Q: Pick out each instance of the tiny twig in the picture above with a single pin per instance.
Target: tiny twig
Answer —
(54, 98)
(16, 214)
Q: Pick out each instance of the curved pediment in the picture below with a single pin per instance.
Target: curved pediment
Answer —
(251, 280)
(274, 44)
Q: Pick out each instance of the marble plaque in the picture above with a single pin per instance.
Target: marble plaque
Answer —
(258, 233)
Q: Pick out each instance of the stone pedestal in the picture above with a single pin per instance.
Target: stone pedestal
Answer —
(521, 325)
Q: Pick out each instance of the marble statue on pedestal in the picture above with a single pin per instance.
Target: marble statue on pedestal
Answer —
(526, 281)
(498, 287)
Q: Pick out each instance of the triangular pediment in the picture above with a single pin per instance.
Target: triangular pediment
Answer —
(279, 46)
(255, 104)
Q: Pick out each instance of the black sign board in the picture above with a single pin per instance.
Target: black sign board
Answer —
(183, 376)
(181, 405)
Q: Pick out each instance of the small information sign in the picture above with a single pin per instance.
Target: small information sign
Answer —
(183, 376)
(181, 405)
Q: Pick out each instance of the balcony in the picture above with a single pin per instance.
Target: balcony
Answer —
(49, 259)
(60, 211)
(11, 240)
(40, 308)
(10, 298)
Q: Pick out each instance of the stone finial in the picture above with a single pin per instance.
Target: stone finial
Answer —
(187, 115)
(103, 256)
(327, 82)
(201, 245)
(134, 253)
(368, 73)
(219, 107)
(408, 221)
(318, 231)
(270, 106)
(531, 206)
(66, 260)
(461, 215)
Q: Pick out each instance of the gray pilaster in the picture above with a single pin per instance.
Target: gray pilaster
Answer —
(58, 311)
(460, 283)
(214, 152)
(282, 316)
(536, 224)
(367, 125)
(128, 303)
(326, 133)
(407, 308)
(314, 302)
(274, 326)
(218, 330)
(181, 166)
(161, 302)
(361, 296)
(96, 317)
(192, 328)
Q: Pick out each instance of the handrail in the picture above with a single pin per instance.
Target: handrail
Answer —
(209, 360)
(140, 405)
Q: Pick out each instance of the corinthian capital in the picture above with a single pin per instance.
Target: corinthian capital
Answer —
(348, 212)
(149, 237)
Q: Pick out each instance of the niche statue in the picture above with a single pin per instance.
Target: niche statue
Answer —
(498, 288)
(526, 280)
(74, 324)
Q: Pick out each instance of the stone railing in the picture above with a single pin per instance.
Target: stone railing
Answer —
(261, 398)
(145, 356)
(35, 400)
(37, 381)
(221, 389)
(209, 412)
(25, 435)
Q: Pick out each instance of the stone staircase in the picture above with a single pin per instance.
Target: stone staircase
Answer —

········

(작업 지시) 위 데이터를 처음부터 끝까지 한 글자도 바꾸지 말고 그대로 인용하세요.

(완료된 작업)
Q: Pick out each instance of the tiny twig in the picture above with a single pin per instance.
Target: tiny twig
Answer —
(54, 98)
(16, 214)
Q: Pick out each instance of the curved pediment in the picture below with a single pin per instance.
Target: curved pediment
Answer —
(251, 280)
(274, 44)
Q: Pick out each instance of the marble plaque in the picture above with a single pin per instance.
Target: marble plaque
Answer —
(258, 233)
Q: Pick out each instance of the stone pedestal in the picture above with a single pin per instance.
Target: stone pedestal
Answer —
(521, 325)
Q: Pick out each instance of the marble statue on pedestal in the picture above with a single pin per instance.
Target: marble statue on pedestal
Answer —
(526, 281)
(498, 287)
Q: Pick out each instance of the triangular pediment in the picture above with a single pin per instance.
Target: triangular pediment
Answer —
(279, 46)
(255, 104)
Q: Pick out each instance of the black sign board in the picture above with a single pin per instance.
Target: black sign board
Answer —
(183, 376)
(181, 405)
Q: Pick out each instance of the small information sign in the picture above with a single pin per instance.
Target: small information sign
Answer —
(183, 376)
(181, 405)
Q: Pick out each instance of the balcony in the picture above with a single pin per instance.
Target: balcony
Answer —
(49, 259)
(60, 211)
(11, 240)
(40, 308)
(10, 298)
Q: Pick out each instance of the stone finial in the picture above with a single pin per instance.
Target: stone finial
Answer —
(187, 115)
(103, 256)
(327, 82)
(201, 245)
(134, 253)
(368, 73)
(219, 107)
(408, 221)
(318, 231)
(270, 106)
(531, 206)
(66, 260)
(461, 215)
Q: Pick out each instance of the gray pilaster in the picture above with a single pin per instance.
Target: gray pilaster
Answer —
(58, 311)
(460, 283)
(214, 152)
(282, 316)
(536, 224)
(367, 125)
(128, 303)
(326, 133)
(407, 308)
(314, 302)
(274, 326)
(218, 330)
(181, 166)
(161, 302)
(361, 296)
(96, 317)
(192, 328)
Q: Pick out each instance of the handrail in the picture above with a single pin per instance.
Target: handrail
Answer —
(209, 360)
(140, 405)
Q: Pick out each instance of the corinthian capital in the picture above with a single pin per instance.
Target: corinthian capital
Answer —
(348, 212)
(149, 237)
Q: Pick out each instance of the niche statue in the picture above with a single pin per instance.
Target: niche statue
Answer —
(498, 288)
(526, 280)
(74, 324)
Q: Pick out each instance of the stone railing in the picture above with a single pin per instance.
Target: stone railing
Answer —
(261, 398)
(145, 356)
(35, 400)
(37, 381)
(221, 389)
(209, 412)
(25, 435)
Q: Pick out each instance of the stone staircase in the picture above with a single pin per instance.
Target: stone staircase
Answer —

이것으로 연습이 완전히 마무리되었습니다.